Auszug:
········

Dass die Parteien eine Versicherung abschließen könnten, beseitige nicht all diese Schwierigkeiten. Der Kläger, der ein erfolgsabhängiges Honorar vereinbart habe, könne, auch wenn er mit seiner Klage obsiege, gleichwohl zur Zahlung von Anwaltskosten verpflichtet sein, falls dem Beklagten eine „wechselseitige Kostenbegrenzung“ gewährt werde. Im Übrigen werde ein Kostenschutzbeschluss jedenfalls nur für die laufende Instanz erlassen.

18

Der Verstoß gegen das Erfordernis eines nicht übermäßig teuren Verfahrens werde schließlich noch gravierender durch die Regelung des vorläufigen Rechtsschutzes, und zwar wegen der Praxis der Gerichte, vom Antragsteller „Gegenverpflichtungen“ zu verlangen, die hohe finanzielle Aufwendungen zur Folge haben könnten. Auch wenn diese finanziellen Gegenleistungen als solche nicht gegen die Richtlinie 2003/35 verstießen, müssten ihre Kosten jedoch bei der Untersuchung berücksichtigt werden.

19

Das Vereinigte Königreich tritt dem Vorbringen der Kommission entgegen.

20

Es wendet zunächst die Unzulässigkeit der Argumente der Kommission zu der Definition und den Kriterien für die Beurteilung des Begriffs „übermäßig teuer“ ein, da diese während des vorgerichtlichen Verfahrens nicht erwähnt worden seien. Gleiches gelte für das Vorbringen der Kommission zu den Anwaltshonoraren des Klägers.

········

[Einträge aus einem Datensatz mit Punktannotationen]
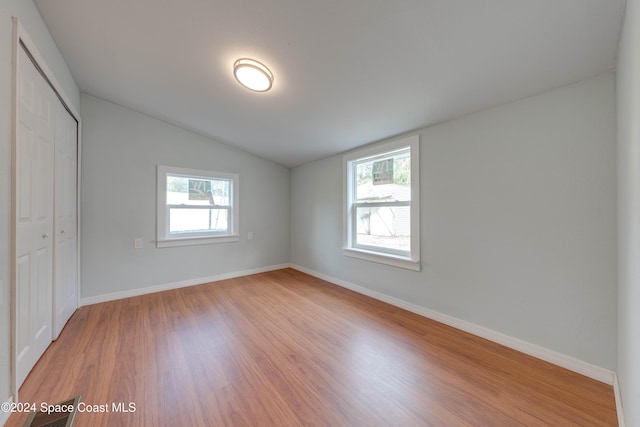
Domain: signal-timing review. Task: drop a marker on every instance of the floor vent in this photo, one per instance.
(62, 416)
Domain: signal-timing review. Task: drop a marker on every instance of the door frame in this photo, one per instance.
(21, 39)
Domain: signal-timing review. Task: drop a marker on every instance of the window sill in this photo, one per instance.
(190, 241)
(393, 260)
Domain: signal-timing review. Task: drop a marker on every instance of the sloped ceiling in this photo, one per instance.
(347, 72)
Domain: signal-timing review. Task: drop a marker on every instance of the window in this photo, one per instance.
(382, 202)
(196, 207)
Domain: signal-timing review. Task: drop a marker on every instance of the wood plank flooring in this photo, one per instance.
(286, 349)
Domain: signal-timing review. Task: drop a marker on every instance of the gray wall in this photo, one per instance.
(518, 222)
(38, 32)
(628, 86)
(120, 152)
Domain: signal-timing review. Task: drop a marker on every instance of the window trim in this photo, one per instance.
(164, 239)
(369, 253)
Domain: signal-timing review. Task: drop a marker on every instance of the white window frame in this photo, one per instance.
(166, 239)
(410, 260)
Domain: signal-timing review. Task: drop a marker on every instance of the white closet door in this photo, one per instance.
(65, 294)
(34, 215)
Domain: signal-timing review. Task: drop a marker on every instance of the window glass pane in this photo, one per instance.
(384, 226)
(194, 191)
(183, 220)
(384, 179)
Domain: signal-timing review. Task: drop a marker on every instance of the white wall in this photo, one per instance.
(37, 30)
(518, 222)
(628, 91)
(120, 152)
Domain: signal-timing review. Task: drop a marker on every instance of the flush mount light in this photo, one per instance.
(253, 75)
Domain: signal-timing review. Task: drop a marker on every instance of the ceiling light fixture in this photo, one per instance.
(253, 75)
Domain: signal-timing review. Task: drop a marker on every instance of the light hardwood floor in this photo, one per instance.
(286, 349)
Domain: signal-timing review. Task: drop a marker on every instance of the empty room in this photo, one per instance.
(335, 213)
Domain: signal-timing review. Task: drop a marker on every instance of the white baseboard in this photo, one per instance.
(175, 285)
(562, 360)
(618, 393)
(4, 415)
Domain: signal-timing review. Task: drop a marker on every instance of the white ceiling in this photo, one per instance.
(347, 72)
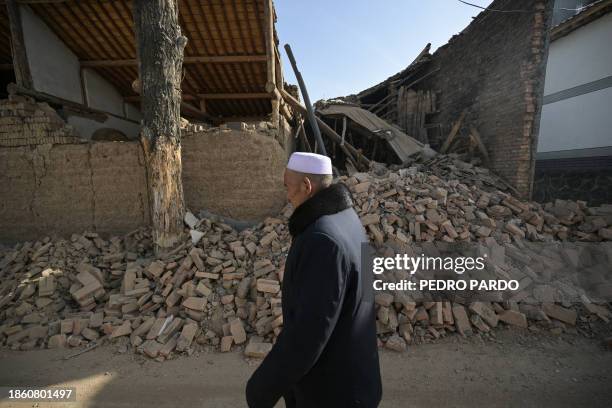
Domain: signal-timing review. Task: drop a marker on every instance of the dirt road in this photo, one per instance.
(519, 370)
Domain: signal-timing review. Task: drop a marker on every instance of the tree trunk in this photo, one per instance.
(160, 46)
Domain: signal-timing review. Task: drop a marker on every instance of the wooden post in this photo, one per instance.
(21, 67)
(271, 84)
(160, 46)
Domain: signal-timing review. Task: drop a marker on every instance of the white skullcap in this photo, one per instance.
(310, 163)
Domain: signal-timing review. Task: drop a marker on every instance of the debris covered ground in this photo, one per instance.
(221, 288)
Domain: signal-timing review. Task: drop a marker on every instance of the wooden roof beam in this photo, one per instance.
(255, 95)
(187, 60)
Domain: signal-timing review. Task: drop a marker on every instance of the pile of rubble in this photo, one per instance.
(221, 289)
(23, 121)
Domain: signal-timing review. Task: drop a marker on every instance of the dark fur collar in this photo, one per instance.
(331, 200)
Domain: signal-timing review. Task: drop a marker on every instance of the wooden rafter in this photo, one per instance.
(188, 60)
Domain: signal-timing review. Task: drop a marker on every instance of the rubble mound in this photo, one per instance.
(221, 288)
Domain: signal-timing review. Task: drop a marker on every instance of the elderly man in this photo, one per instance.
(326, 355)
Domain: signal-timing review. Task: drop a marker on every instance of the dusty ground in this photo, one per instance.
(519, 369)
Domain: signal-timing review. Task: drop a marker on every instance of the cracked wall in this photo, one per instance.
(62, 189)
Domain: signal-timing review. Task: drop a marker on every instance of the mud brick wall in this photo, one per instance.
(24, 122)
(48, 190)
(584, 178)
(494, 69)
(234, 173)
(62, 189)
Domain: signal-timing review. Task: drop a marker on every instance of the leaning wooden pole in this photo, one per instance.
(160, 46)
(310, 111)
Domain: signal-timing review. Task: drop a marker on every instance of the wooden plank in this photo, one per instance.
(221, 59)
(453, 133)
(254, 95)
(271, 84)
(23, 76)
(54, 100)
(348, 149)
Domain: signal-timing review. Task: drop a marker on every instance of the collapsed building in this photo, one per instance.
(485, 84)
(70, 157)
(64, 170)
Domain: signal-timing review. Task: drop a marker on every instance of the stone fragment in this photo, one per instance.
(257, 350)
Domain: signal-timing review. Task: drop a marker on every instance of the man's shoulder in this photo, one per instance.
(342, 228)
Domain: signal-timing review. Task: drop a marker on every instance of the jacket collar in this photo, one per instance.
(330, 200)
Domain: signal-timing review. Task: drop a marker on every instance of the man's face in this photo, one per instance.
(299, 188)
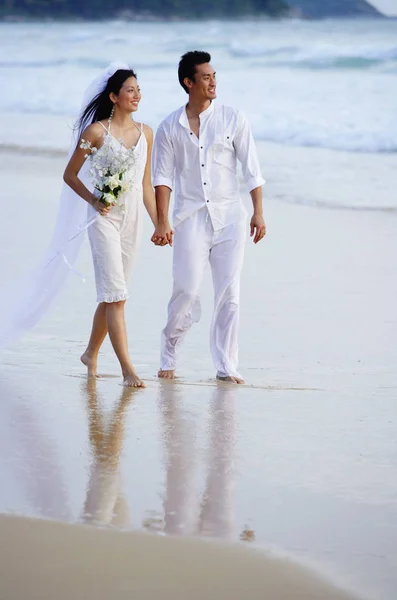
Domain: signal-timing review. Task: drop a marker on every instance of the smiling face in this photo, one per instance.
(129, 96)
(204, 86)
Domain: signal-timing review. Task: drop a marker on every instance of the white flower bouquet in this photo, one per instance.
(109, 171)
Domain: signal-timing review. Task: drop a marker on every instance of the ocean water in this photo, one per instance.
(329, 84)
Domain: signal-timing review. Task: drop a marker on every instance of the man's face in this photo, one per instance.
(204, 86)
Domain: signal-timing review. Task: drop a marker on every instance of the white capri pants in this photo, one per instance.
(195, 244)
(114, 241)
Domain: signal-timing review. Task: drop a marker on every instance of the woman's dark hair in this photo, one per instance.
(188, 64)
(101, 106)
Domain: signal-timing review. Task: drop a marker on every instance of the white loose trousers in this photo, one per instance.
(195, 244)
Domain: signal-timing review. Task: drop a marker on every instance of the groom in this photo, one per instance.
(195, 152)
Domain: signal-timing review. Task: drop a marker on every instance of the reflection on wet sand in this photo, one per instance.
(29, 449)
(183, 514)
(105, 502)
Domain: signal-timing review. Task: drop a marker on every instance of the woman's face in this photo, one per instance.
(129, 96)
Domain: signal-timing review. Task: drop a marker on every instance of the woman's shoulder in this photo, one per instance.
(95, 130)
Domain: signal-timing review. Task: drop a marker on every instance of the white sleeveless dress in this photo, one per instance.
(115, 238)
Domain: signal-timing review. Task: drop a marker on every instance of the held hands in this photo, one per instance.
(100, 207)
(258, 228)
(163, 235)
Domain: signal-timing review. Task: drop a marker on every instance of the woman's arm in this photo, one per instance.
(149, 199)
(70, 176)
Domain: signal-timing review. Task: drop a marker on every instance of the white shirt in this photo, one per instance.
(205, 170)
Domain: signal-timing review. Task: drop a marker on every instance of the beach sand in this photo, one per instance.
(47, 560)
(300, 461)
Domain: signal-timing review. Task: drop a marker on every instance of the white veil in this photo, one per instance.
(29, 297)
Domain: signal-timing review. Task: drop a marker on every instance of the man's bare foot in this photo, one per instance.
(132, 380)
(166, 374)
(91, 363)
(230, 379)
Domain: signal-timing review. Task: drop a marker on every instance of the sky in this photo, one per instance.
(388, 7)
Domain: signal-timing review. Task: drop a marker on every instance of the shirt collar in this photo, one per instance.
(184, 121)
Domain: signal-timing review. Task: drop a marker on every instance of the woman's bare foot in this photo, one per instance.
(230, 379)
(166, 374)
(90, 362)
(132, 380)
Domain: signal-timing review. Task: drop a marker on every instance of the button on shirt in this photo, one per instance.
(204, 170)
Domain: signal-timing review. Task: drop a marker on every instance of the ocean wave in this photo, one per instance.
(320, 57)
(55, 62)
(82, 63)
(364, 144)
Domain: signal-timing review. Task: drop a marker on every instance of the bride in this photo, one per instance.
(113, 141)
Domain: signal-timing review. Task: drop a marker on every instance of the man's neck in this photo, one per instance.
(195, 107)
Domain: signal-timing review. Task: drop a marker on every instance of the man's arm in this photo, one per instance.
(246, 153)
(164, 167)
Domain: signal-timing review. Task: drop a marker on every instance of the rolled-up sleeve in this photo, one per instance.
(163, 158)
(246, 153)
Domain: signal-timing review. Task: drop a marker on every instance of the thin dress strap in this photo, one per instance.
(138, 128)
(107, 130)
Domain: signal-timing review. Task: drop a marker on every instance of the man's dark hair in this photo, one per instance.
(188, 64)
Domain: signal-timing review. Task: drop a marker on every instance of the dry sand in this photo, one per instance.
(48, 560)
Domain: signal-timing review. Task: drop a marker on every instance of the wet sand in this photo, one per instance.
(300, 461)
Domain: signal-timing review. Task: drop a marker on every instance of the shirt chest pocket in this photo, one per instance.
(223, 150)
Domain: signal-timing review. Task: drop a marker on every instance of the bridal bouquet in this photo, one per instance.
(109, 171)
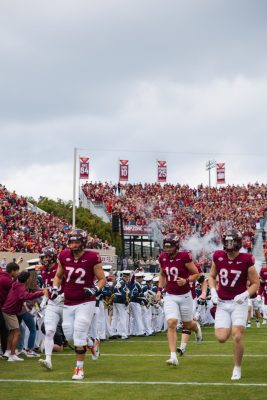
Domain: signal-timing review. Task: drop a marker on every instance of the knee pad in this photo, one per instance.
(80, 351)
(186, 331)
(68, 331)
(50, 333)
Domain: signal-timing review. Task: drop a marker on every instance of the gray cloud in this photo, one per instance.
(141, 80)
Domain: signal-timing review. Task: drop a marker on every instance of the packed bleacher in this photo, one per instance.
(184, 210)
(23, 229)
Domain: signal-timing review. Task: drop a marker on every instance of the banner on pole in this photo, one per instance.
(162, 171)
(84, 168)
(123, 170)
(220, 173)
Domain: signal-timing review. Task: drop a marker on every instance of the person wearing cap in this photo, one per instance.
(157, 308)
(27, 316)
(120, 317)
(107, 297)
(17, 295)
(146, 308)
(136, 295)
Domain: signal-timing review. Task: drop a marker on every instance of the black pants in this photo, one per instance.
(3, 333)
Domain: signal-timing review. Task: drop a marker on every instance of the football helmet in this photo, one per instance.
(78, 235)
(171, 239)
(232, 240)
(50, 253)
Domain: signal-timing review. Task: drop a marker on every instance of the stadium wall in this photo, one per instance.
(108, 257)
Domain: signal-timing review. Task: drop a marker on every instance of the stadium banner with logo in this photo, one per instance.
(162, 171)
(123, 170)
(84, 168)
(220, 173)
(138, 230)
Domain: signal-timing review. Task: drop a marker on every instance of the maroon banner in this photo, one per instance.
(220, 173)
(162, 171)
(123, 170)
(139, 230)
(84, 168)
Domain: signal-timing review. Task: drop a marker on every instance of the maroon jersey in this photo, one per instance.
(233, 274)
(48, 277)
(78, 275)
(174, 268)
(263, 291)
(263, 274)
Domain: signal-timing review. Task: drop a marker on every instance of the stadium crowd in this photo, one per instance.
(22, 229)
(182, 209)
(186, 211)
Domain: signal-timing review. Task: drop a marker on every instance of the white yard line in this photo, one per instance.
(163, 355)
(38, 381)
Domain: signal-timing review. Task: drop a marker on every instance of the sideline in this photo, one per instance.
(136, 383)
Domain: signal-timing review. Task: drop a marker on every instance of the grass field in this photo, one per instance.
(135, 369)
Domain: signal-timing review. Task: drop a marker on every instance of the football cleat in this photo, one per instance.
(95, 350)
(236, 374)
(180, 351)
(46, 364)
(78, 374)
(14, 358)
(32, 354)
(199, 337)
(172, 361)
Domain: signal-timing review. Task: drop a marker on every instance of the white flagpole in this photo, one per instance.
(74, 190)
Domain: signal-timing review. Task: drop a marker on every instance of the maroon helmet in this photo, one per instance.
(50, 253)
(232, 240)
(78, 235)
(171, 239)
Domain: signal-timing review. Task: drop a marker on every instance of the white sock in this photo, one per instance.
(183, 346)
(48, 345)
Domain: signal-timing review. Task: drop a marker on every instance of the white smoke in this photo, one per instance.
(203, 245)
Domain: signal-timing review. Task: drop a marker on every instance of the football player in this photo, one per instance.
(54, 308)
(177, 270)
(233, 270)
(80, 268)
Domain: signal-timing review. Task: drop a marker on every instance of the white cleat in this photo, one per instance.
(78, 374)
(46, 364)
(172, 361)
(199, 337)
(95, 350)
(14, 358)
(236, 374)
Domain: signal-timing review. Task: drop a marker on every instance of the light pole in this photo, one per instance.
(74, 190)
(209, 165)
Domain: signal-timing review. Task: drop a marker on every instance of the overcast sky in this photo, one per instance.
(178, 80)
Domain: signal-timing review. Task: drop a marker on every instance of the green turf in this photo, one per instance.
(203, 373)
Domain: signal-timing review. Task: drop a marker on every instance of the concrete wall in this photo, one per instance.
(108, 257)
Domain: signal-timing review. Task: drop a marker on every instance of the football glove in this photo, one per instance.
(43, 303)
(214, 296)
(54, 293)
(258, 298)
(240, 298)
(91, 292)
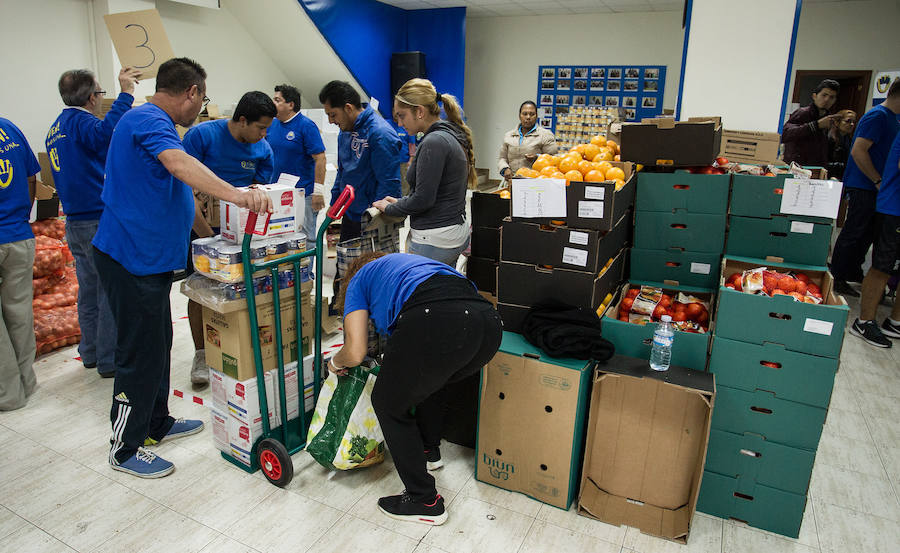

········

Arbeitsaufträge:
1) Fasse den Absatz des Auszugs, der mit „Der Verstoß gegen das Erfordernis“ beginnt, in zwei kurzen Sätzen zusammen und behalte dabei seine wesentlichen Aussagen bei.
2) Setze den Auszug zum Streit zwischen der Kommission und dem Vereinigten Königreich im Anschluss an seinen letzten Satz fort.

Antworten der Reihe:
1) Der Verstoß gegen das Erfordernis eines nicht übermäßig teuren Verfahrens werde durch die Regelung des vorläufigen Rechtsschutzes noch verschärft, weil die Gerichte vom Antragsteller kostspielige „Gegenverpflichtungen“ verlangten. Diese verstießen zwar als solche nicht gegen die Richtlinie 2003/35, ihre Kosten müssten aber bei der Untersuchung berücksichtigt werden.

2)
21

Die Umsetzung einer Richtlinie könne im Wege der Rechtsprechung erfolgen. In dem von der Kommission angeführten Urteil Kommission/Irland habe der Gerichtshof nur deshalb einen Verstoß gegen die Umsetzungsverpflichtungen festgestellt, weil das Erfordernis eines nicht übermäßig teuren Verfahrens, um das es auch in jener Sache gegangen sei, allein dadurch, dass das Gericht nach eigenem Ermessen habe davon absehen können, der unterliegenden Partei die Kosten aufzuerlegen, nicht hinreichend gewährleistet gewesen sei. Die Lage im Vereinigten Königreich sei anders, da das Gericht Schutzmaßnahmen, wie z. B. Kostenschutzbeschlüsse, erlassen könne. Zudem sei die Besonderheit seines Rechtssystems zu berücksichtigen, das aus dem Gewohnheitsrecht hervorgehe und im Wesentlichen auf Richterrecht und dem Grundsatz der Bindungswirkung von Präjudizien beruhe.

22

In Bezug auf die Kostenregelung weist das Vereinigte Königreich darauf hin, dass die zivilrechtlichen Verfahrensvorschriften in England und Wales das Gericht verpflichteten, eine Entscheidung zu treffen, die unter Berücksichtigung der verschiedenen Umstände des Falles und der Notwendigkeit, die öffentlichen Finanzen nicht zu belasten, ein „gerechtes“ Urteil gewährleiste.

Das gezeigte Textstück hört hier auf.